(PROVIDED DATA Opens)

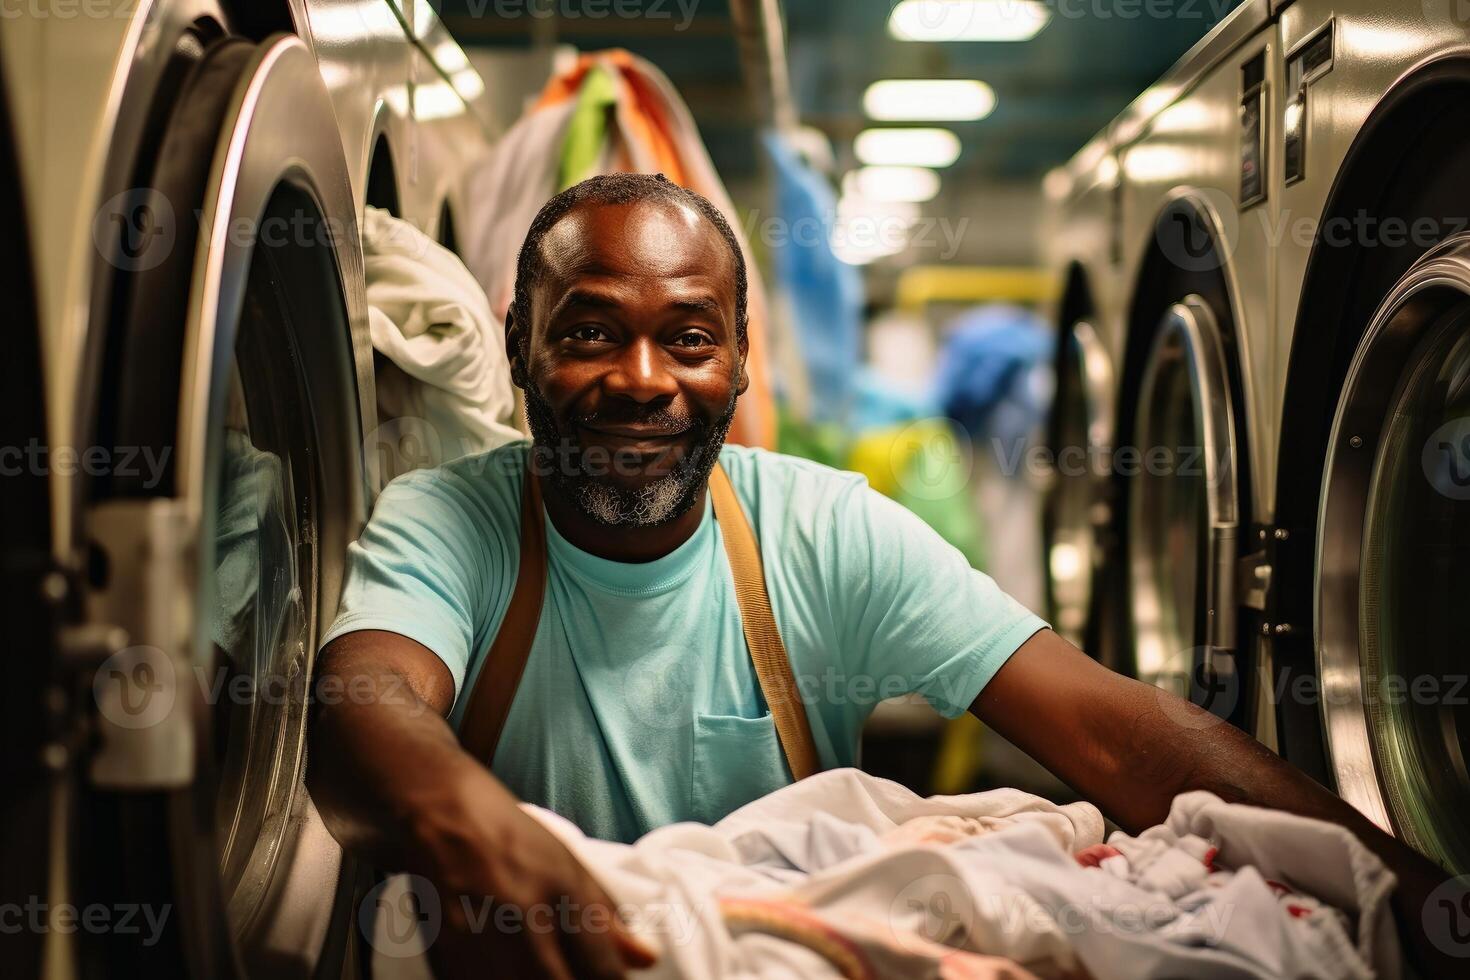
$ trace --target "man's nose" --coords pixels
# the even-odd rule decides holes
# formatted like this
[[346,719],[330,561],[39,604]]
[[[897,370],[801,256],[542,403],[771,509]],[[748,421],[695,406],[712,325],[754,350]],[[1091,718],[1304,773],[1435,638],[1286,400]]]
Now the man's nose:
[[679,393],[663,349],[649,337],[638,338],[618,353],[612,370],[603,376],[602,388],[608,395],[636,402],[672,398]]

(PROVIDED DATA Closes)

## THE TASK:
Your answer must be the records exactly as they stand, with no pictures in it.

## WRITTEN ANSWER:
$ trace --target "man's nose" --coords pixels
# the even-odd rule decides holes
# formatted like this
[[346,719],[330,561],[39,604]]
[[[897,370],[801,256],[542,403],[771,509]],[[748,421],[695,406],[712,325],[754,350]],[[1091,718],[1304,773],[1435,638],[1286,400]]]
Now the man's nose:
[[679,393],[663,349],[649,337],[638,338],[618,353],[612,370],[603,376],[602,388],[608,395],[636,402],[672,398]]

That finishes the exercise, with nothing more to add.